Problem
Edit the data below by changing every instance of "Return a box" to "Draw a box" and keeping everything else the same. Leave the pictures out of your answer.

Dataset rows
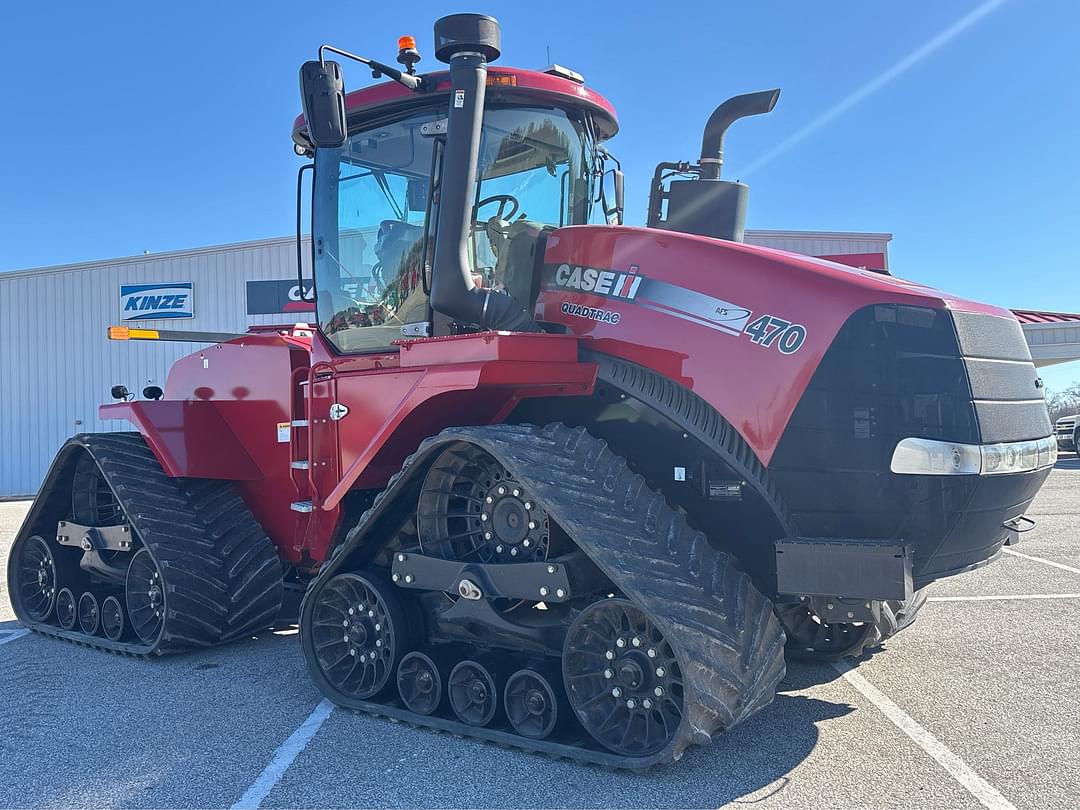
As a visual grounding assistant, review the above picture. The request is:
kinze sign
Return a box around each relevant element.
[120,281,195,321]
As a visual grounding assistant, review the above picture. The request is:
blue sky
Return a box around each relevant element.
[0,0,1080,388]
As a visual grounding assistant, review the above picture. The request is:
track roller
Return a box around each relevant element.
[14,535,56,622]
[563,598,685,756]
[503,670,562,740]
[124,549,165,644]
[303,573,410,700]
[56,588,79,630]
[397,652,443,716]
[447,661,499,726]
[100,596,124,642]
[79,591,102,636]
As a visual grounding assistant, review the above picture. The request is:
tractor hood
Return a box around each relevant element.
[536,226,1035,463]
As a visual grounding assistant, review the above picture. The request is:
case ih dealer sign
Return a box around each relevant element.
[120,281,195,321]
[247,279,315,315]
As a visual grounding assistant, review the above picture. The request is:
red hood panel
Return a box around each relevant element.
[537,226,1013,464]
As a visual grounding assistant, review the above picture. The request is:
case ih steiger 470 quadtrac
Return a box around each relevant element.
[9,14,1056,768]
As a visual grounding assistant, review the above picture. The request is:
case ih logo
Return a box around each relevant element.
[120,281,195,321]
[554,265,643,300]
[247,279,315,315]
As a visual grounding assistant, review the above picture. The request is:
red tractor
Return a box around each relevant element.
[9,14,1056,768]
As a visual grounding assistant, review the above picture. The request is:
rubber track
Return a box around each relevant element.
[11,433,283,656]
[300,424,785,769]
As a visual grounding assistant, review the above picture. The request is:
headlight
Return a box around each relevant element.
[889,436,1057,475]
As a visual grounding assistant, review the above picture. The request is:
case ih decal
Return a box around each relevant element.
[544,264,807,354]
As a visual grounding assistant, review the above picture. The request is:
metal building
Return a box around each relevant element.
[8,225,1054,497]
[0,238,310,497]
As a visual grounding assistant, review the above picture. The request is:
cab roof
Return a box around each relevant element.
[293,66,619,149]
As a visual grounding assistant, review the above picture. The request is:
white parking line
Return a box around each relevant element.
[927,593,1080,602]
[0,630,30,644]
[230,699,334,810]
[833,661,1016,810]
[1001,549,1080,573]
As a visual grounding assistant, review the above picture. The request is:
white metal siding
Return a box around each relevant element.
[745,230,892,267]
[0,238,310,496]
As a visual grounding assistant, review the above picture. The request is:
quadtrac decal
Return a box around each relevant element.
[543,264,807,354]
[120,281,195,321]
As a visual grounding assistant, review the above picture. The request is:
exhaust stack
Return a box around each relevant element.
[431,14,539,332]
[648,90,780,242]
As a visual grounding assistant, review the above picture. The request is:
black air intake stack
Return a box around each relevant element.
[648,90,780,242]
[431,14,539,332]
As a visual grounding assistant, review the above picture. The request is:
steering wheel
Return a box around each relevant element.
[473,194,521,222]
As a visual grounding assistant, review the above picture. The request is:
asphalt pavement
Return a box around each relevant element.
[0,455,1080,808]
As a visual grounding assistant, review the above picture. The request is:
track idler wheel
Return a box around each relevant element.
[503,670,562,740]
[447,661,499,726]
[124,549,165,644]
[79,591,102,636]
[563,598,686,756]
[310,572,410,700]
[774,600,877,661]
[56,588,79,630]
[100,596,124,642]
[397,652,443,716]
[13,535,56,622]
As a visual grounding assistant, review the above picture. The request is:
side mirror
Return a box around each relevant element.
[300,60,348,148]
[600,168,624,225]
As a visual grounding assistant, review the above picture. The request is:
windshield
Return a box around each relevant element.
[312,107,598,352]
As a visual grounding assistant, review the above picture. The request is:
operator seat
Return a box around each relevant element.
[487,219,555,312]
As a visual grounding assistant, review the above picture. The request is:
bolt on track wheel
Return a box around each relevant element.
[310,573,409,700]
[774,602,874,660]
[100,596,124,642]
[79,591,102,636]
[563,598,685,756]
[124,549,165,644]
[447,661,499,726]
[15,535,56,622]
[56,588,79,630]
[417,445,551,563]
[397,652,443,715]
[503,670,559,740]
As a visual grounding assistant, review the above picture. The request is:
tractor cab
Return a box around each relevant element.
[293,32,621,353]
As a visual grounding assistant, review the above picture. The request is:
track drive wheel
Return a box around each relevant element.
[12,535,56,622]
[397,652,443,716]
[563,598,686,756]
[303,571,410,703]
[503,670,562,740]
[774,588,927,661]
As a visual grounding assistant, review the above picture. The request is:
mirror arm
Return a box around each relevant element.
[319,45,428,93]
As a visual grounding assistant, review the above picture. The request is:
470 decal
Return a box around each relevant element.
[743,315,807,354]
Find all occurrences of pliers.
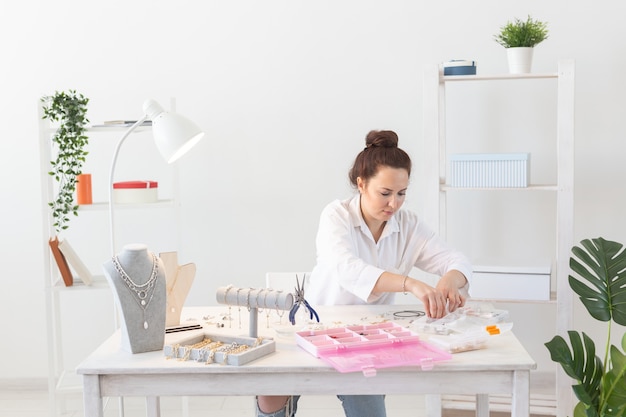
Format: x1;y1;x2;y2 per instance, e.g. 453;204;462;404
289;274;320;325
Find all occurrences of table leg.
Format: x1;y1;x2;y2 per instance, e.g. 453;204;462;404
424;394;441;417
511;371;530;417
476;394;489;417
83;375;104;417
146;397;161;417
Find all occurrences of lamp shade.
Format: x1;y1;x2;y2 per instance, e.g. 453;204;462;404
143;100;204;164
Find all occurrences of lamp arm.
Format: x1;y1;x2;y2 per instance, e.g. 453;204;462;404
109;114;148;256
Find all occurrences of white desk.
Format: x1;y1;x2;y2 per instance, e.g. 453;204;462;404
77;305;536;417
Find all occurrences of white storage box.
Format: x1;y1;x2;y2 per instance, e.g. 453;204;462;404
163;333;276;366
449;153;530;188
113;181;159;204
469;266;550;301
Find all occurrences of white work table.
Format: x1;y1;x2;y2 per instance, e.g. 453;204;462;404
77;305;536;417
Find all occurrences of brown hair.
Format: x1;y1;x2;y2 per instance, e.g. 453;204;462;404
348;130;411;187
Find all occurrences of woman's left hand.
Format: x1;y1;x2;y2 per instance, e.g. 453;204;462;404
436;270;467;312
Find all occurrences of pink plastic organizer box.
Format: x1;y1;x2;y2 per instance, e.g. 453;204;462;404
296;322;452;376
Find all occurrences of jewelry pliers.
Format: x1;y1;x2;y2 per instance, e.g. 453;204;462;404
289;274;320;325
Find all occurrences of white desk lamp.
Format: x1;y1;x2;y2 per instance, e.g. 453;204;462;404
109;100;204;256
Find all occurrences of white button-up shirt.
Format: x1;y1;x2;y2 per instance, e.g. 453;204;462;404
306;194;472;305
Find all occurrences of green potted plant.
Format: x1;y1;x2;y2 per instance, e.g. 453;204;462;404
494;16;548;74
41;90;89;234
545;237;626;417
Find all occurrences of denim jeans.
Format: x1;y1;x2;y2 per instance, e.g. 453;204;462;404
256;395;387;417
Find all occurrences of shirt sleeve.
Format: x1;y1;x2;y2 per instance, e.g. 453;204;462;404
316;202;384;302
414;221;472;283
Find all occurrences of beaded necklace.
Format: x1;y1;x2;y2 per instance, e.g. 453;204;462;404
113;253;158;330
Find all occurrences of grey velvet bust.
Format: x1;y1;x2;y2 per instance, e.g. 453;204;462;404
103;244;166;353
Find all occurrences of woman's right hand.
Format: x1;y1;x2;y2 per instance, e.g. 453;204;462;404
405;277;447;319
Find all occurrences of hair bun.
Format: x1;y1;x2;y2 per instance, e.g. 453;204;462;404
365;130;398;148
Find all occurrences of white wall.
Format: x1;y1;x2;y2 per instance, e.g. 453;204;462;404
0;0;626;377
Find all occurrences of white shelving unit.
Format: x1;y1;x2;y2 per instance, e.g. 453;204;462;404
423;60;575;417
39;99;180;416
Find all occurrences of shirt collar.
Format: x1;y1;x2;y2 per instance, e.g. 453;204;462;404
349;193;400;239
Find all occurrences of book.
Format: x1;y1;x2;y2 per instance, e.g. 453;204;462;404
443;59;476;68
91;120;152;127
59;239;93;285
48;237;74;287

Written solution
As a visual grounding assistant, review the above picture. The request is:
kinze sign
Draw a box around each relevant element.
[120,281,195,321]
As a visual grounding assistant, review the above picture. The request is:
blue sky
Draw a box around each relevant element.
[0,0,1080,388]
As a visual grounding assistant, review the above picture. The request is:
track roller
Draw a box around each relevant element.
[14,535,56,622]
[563,598,685,756]
[503,670,562,740]
[124,549,165,644]
[303,573,410,700]
[56,588,79,630]
[397,652,443,716]
[447,661,499,726]
[100,596,124,642]
[79,591,102,636]
As a visual grounding assistant, review the above picture. The request is:
tractor hood
Draw a box around each relevant element.
[536,226,1035,463]
As a visual grounding assistant, review the above picture. The request is:
case ih dealer sign
Draw a box around each relevant element.
[120,281,195,321]
[247,279,315,315]
As a visual grounding assistant, review the above picture. The request is:
red hood panel
Draw a box around each relevant element.
[537,226,1013,464]
As a visual grounding assistant, review the above picture. The request is:
case ih steiger 470 quadtrac
Draw a box around each relevant element.
[9,14,1056,768]
As a visual grounding assistant, review the above picture. The request is:
case ih logo
Draw a box around each relevant element.
[120,281,195,321]
[554,265,643,300]
[247,279,315,315]
As a visual grounding assistant, review the above picture. The request is:
red tractor
Draw a box around each relevant element.
[9,14,1056,768]
As a visual grounding assistant, review the above picture. The request is:
rubber track
Draw a box around each relevant element.
[11,433,283,656]
[300,424,785,769]
As a visual grounding assistant, review the above picture. The request is:
headlight
Draw a box around each relevant element.
[889,436,1057,475]
As a visual grounding assistant, review the above picture. The request is:
case ih decal
Draw a box around each relevant element.
[544,264,807,354]
As a visual grounding assistant, review the above picture. The request is:
metal building
Draw a box around each relevant element.
[8,225,1054,497]
[0,238,310,497]
As a visual grounding assistant, review the above picture. The request is:
cab roof
Draw a box around each relevant element.
[293,66,619,149]
As a visual grounding assistant, review the above picture. The request is:
white parking line
Draw a box around each relevant element.
[927,593,1080,602]
[0,630,30,644]
[230,699,334,810]
[833,661,1016,810]
[1001,549,1080,573]
As a visual grounding assistant, review the above picture. The request is:
white metal siding
Draw a box around each relevant element.
[745,230,892,267]
[0,238,310,496]
As a visual grounding assistant, review the above picture. The request is:
quadtrac decal
Draw a box around each relevant element.
[543,264,807,354]
[120,281,195,321]
As a visual grounding assistant, review the above picture. The request is:
exhaust stack
Draw a box around each relevant element.
[431,14,539,332]
[648,90,780,242]
As a visual grounding assistant, review the above picture. The request is:
black air intake stack
Draw a box around each relevant element.
[648,90,780,242]
[431,14,539,332]
As a visual grounding assistant, review the above picture. The request is:
steering wheel
Draw a box around each relevant element.
[473,194,521,222]
As a visual grounding assistant, review the above picture. The request is:
asphalt pavement
Draw a box around each relevant element.
[0,455,1080,808]
As a visual grounding assistant, review the above picture. The request is:
track idler wheel
Draw a box around each relevant element.
[503,670,562,740]
[447,661,499,726]
[124,549,165,644]
[79,591,102,636]
[563,598,686,756]
[310,572,410,700]
[774,600,877,661]
[56,588,79,630]
[100,596,124,642]
[397,652,443,716]
[13,535,56,622]
As a visual grounding assistant, review the above picture. The request is:
side mirror
Draw a box around each relevant element.
[300,60,348,148]
[600,168,624,225]
As a visual grounding assistant, review the above picture. The request is:
windshield
Draw a box around each relevant element.
[312,107,598,352]
As a visual grounding assistant, review the above picture. The request is:
operator seat
Draw a box around each relevant element.
[487,219,555,312]
As a visual grounding assistant, review the above picture. The request is:
bolt on track wheel
Draw a box around each relevant element.
[310,573,409,700]
[774,602,874,660]
[100,596,124,642]
[79,591,102,636]
[563,598,685,756]
[124,549,165,644]
[447,661,499,726]
[15,535,56,622]
[56,588,79,630]
[417,445,551,563]
[397,652,443,715]
[503,670,559,740]
As a visual grounding assistant, review the above picture. The request is:
tractor cab
Draw a box around each relevant element.
[293,32,621,353]
As a visual grounding assistant, review the above picture. The request is:
track drive wheel
Draw a box around each relevant element.
[12,535,56,622]
[397,652,443,716]
[563,598,686,756]
[303,571,410,703]
[503,670,562,740]
[774,588,927,661]
As a visual grounding assistant, review the above picture. The request is:
mirror arm
Draw a box around each relevant element.
[319,45,428,93]
As a visual grounding assistant, review the above picture. The request is:
470 decal
Draw a box around each relevant element.
[743,315,807,354]
Find all occurrences of pliers.
Format: x1;y1;x2;y2 per instance, e.g. 453;204;462;404
289;274;320;325
Find all occurrences of table leg.
Format: x1;y1;x2;y2 per instance, e.g. 453;204;462;404
424;394;441;417
511;371;530;417
476;394;489;417
83;375;104;417
146;397;161;417
Find all occurrences of lamp shade.
Format: x1;y1;x2;y2 per instance, e.g. 453;204;462;404
143;100;204;164
Find all occurrences of lamp arm.
Format: x1;y1;x2;y2 per instance, e.g. 453;204;462;404
109;114;148;256
Find all occurrences of white desk.
Format: x1;y1;x2;y2 per instance, e.g. 453;204;462;404
77;305;536;417
Find all occurrences of white storage box.
Format: x1;y1;x2;y2 per instance, e.g. 453;204;462;404
163;333;276;366
449;153;530;188
113;181;159;204
469;266;550;301
Find all occurrences of white work table.
Format: x1;y1;x2;y2 per instance, e.g. 453;204;462;404
77;305;536;417
Find all occurrences of brown hair.
Format: x1;y1;x2;y2 per instance, e.g. 453;204;462;404
348;130;411;187
Find all occurrences of woman's left hand.
Format: x1;y1;x2;y2 per instance, e.g. 453;204;462;404
436;270;467;312
Find all occurrences of pink plastic organizer box.
Format: x1;y1;x2;y2 per instance, e.g. 453;204;462;404
296;322;452;376
Find all occurrences of jewelry pliers.
Format: x1;y1;x2;y2 per instance, e.g. 453;204;462;404
289;274;320;325
Find all occurrences of white desk lamp.
Format: x1;y1;x2;y2 per instance, e.g. 453;204;462;404
109;100;204;256
Find all occurrences of white button-up shirt.
Format: x1;y1;x2;y2 per instance, e.g. 453;204;462;404
306;194;472;305
Find all occurrences of green potted plant.
Format: x1;y1;x2;y2 per instance, e.g. 453;204;462;404
494;16;548;74
41;90;89;234
545;237;626;417
Find all occurrences of denim jeans.
Format: x1;y1;x2;y2 per instance, e.g. 453;204;462;404
256;395;387;417
Find all occurrences of shirt sleeve.
Format: x1;y1;x2;y2 per instance, e.g. 453;204;462;404
316;202;384;302
414;221;472;283
Find all occurrences of beaded necklace.
Format: x1;y1;x2;y2 per instance, e.g. 453;204;462;404
113;253;158;330
Find all occurrences of grey velvet bust.
Format: x1;y1;x2;y2 per instance, e.g. 453;204;462;404
103;244;166;353
Find all occurrences of woman's right hand.
Format: x1;y1;x2;y2 per instance, e.g. 453;204;462;404
405;277;447;319
Find all occurrences of hair bun.
Format: x1;y1;x2;y2 per instance, e.g. 453;204;462;404
365;130;398;148
Find all occurrences of white wall.
Format: x1;y1;x2;y2 per instance, e.g. 453;204;462;404
0;0;626;377
Find all occurrences of white shelving unit.
Format: x1;y1;x2;y2 per instance, e.g. 453;204;462;404
423;60;575;417
39;99;180;416
Find all occurrences of shirt collar.
Format: x1;y1;x2;y2 per instance, e.g. 453;204;462;404
349;193;400;239
Find all occurrences of book.
Format: x1;y1;x2;y2 per instance, e.g. 453;204;462;404
443;59;476;68
91;120;152;127
59;239;93;285
48;237;74;287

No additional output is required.